#### DATASET EXCERPTS ####

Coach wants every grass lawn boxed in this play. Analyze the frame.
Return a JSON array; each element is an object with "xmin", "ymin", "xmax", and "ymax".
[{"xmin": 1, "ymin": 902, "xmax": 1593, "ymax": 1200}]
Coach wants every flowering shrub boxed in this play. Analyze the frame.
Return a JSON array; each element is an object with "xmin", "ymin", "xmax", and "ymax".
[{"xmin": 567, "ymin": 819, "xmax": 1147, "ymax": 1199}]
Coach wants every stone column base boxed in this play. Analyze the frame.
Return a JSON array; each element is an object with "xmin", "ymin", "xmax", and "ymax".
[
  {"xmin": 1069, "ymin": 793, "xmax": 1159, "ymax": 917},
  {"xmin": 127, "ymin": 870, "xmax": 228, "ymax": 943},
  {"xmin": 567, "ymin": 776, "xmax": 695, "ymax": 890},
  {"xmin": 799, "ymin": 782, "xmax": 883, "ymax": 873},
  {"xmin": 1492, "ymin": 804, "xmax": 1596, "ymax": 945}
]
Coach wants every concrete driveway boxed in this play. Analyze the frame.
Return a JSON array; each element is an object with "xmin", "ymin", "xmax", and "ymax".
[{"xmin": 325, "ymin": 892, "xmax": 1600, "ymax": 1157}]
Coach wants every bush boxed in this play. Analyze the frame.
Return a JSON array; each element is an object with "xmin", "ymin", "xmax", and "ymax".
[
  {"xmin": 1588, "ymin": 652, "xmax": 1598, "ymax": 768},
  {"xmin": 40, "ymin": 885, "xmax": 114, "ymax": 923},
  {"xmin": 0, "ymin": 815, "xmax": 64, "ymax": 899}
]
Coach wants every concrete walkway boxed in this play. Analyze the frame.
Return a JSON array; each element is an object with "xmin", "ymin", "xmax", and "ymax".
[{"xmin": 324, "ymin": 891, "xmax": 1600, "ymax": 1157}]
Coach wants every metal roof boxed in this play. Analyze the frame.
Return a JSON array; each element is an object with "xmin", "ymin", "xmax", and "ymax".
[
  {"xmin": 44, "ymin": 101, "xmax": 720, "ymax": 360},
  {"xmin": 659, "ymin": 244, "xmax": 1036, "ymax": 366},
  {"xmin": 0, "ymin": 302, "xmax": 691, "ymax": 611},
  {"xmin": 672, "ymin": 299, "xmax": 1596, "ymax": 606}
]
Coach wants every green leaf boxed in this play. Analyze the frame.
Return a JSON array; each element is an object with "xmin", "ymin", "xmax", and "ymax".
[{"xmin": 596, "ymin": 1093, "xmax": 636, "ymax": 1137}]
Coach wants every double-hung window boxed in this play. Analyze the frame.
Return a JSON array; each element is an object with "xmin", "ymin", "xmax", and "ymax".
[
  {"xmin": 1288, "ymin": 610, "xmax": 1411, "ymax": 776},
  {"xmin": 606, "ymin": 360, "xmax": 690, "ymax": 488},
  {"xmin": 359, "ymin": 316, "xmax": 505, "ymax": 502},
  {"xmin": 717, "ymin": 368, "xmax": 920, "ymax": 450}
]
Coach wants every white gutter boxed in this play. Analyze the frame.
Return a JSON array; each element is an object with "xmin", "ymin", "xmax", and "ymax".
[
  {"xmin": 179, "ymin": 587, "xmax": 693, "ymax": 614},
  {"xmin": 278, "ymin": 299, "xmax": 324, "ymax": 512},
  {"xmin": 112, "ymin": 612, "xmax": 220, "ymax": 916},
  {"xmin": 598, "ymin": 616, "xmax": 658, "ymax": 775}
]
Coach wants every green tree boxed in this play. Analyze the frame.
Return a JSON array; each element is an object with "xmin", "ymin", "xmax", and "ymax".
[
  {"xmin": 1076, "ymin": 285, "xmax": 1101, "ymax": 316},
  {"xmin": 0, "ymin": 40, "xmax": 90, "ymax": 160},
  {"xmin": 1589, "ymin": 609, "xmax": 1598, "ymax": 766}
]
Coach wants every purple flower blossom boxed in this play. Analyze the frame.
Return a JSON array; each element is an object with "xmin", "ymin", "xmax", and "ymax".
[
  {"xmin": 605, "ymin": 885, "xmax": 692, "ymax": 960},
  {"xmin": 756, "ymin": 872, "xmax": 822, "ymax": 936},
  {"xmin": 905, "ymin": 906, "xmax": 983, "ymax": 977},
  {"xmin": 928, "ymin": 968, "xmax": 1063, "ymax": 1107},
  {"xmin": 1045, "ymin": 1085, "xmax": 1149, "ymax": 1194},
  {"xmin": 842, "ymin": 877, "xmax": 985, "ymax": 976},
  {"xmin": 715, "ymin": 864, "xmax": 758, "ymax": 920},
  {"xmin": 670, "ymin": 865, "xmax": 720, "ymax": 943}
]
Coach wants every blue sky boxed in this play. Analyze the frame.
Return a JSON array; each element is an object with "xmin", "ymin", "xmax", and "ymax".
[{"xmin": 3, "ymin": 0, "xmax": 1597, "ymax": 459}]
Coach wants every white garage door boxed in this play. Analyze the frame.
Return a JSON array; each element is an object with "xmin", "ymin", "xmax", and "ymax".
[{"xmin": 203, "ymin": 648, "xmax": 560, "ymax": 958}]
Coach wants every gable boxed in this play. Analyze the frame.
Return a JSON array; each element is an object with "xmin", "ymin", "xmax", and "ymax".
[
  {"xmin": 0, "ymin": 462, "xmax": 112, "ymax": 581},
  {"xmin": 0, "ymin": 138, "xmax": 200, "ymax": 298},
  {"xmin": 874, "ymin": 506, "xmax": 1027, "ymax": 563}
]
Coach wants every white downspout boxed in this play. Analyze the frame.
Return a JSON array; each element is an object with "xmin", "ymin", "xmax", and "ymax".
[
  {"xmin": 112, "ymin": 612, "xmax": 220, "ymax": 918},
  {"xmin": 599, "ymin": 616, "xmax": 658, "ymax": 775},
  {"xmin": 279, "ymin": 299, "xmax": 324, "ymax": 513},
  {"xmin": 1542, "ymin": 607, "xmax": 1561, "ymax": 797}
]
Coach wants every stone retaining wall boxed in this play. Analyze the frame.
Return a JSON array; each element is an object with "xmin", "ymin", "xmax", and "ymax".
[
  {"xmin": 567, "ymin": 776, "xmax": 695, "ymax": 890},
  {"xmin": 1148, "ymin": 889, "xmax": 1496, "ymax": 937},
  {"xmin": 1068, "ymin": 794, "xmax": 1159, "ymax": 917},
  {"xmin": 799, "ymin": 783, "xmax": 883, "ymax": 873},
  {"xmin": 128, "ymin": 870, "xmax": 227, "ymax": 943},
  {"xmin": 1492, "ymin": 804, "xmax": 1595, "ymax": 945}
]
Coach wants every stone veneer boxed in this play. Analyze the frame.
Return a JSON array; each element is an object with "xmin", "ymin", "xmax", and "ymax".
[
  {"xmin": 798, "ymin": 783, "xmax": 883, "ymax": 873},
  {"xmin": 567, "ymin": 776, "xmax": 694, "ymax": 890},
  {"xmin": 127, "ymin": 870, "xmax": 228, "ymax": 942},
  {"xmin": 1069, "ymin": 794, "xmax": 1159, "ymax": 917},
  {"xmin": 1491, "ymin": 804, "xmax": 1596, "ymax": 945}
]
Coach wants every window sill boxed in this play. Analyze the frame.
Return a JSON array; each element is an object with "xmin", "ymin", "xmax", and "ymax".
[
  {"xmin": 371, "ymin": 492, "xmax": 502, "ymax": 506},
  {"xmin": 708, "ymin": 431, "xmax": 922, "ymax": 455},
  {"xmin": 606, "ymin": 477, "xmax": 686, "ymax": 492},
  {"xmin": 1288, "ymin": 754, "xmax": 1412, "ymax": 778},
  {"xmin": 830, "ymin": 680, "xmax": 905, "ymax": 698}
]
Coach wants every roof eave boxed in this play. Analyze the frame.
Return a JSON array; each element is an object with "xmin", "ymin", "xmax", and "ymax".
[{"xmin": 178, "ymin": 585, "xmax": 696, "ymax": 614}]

####

◆ WHAT YOU HAVE TO DO ◆
Set down, unchanged, only those lines above that fall between the line with "Coach wants every stone column" and the line with "Coach wants every concrete driveway", the two end lines included.

◆ ANSWER BOX ◆
Coach wants every stone column base boxed in this play. Analyze the frame.
Return a JSON array; each element is an object with "xmin", "ymin", "xmax", and "ymax".
[
  {"xmin": 1069, "ymin": 793, "xmax": 1159, "ymax": 917},
  {"xmin": 127, "ymin": 870, "xmax": 228, "ymax": 943},
  {"xmin": 567, "ymin": 776, "xmax": 695, "ymax": 890},
  {"xmin": 799, "ymin": 782, "xmax": 883, "ymax": 873},
  {"xmin": 1492, "ymin": 804, "xmax": 1596, "ymax": 945}
]
Coach wants every concrete driveway boxed in this play. Analyze the frame.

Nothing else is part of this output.